▸ **Assignment**
Answer these from the text about Joan Slonczewski:
(a) Which two novels earned the John W. Campbell Memorial Award?
(b) In what town was Slonczewski raised?
(c) Since what year has Slonczewski taught at Kenyon College?

▸ **Exercise text**
Joan Lyn Slonczewski (born August 14, 1956) is an American microbiologist at Kenyon College and a science fiction writer who explores biology and space travel. Their books have twice earned the John W. Campbell Memorial Award for Best Science Fiction Novel: A Door into Ocean (1987) and The Highest Frontier (2011). With John W. Foster and Erik Zinser, they coauthor the textbook, Microbiology: An Evolving Science (W. W. Norton) now in its fifth edition.

==Biography==
Slonczewski was born in August 14, 1956 at Hyde Park, New York and raised in Katonah, New York.

They earned an A.B. in biology, magna cum laude, from Bryn Mawr College in 1977. Slonczewski completed a PhD in Molecular Biophysics and Biochemistry from Yale University in 1982 and post-doctoral work at the University of Pennsylvania studying calcium flux in leukocyte chemotaxis. Since 1984 they have taught at Kenyon College, taking sabbatical leaves at Princeton University and the University of Maryland, Baltimore. Slonczewski's research focuses on the pH (environmental) stress response in Escherichia coli and Bacillus subtilis using genetic techniques.

▸ **Dataset section**
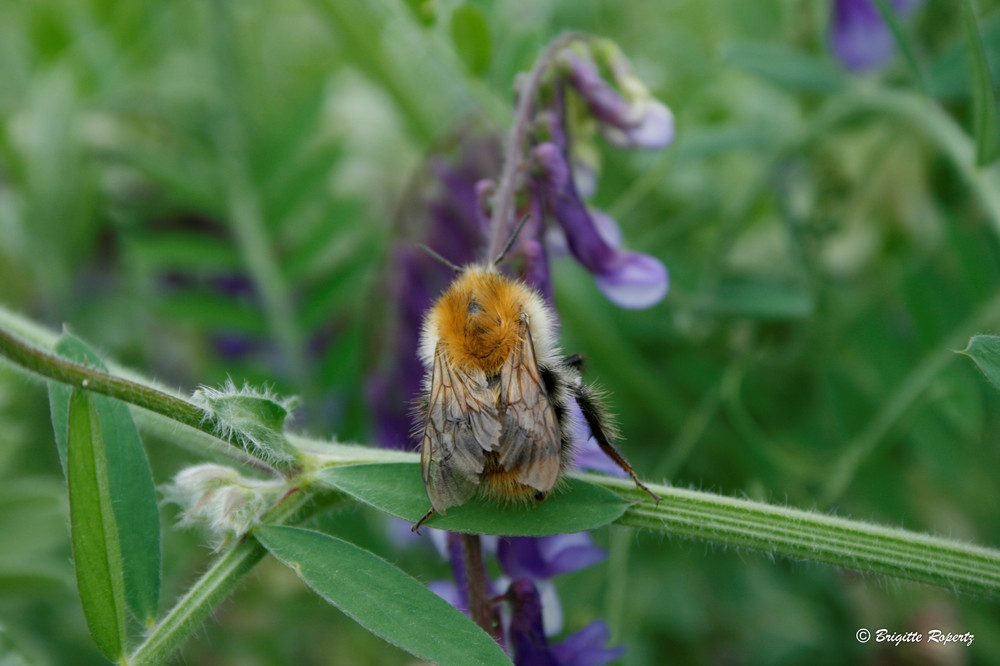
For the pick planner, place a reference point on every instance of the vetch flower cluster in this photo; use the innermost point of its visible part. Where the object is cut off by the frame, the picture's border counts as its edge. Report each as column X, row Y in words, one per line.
column 583, row 89
column 859, row 36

▸ **Written answer**
(a) A Door into Ocean (1987) and The Highest Frontier (2011)
(b) Katonah, New York
(c) 1984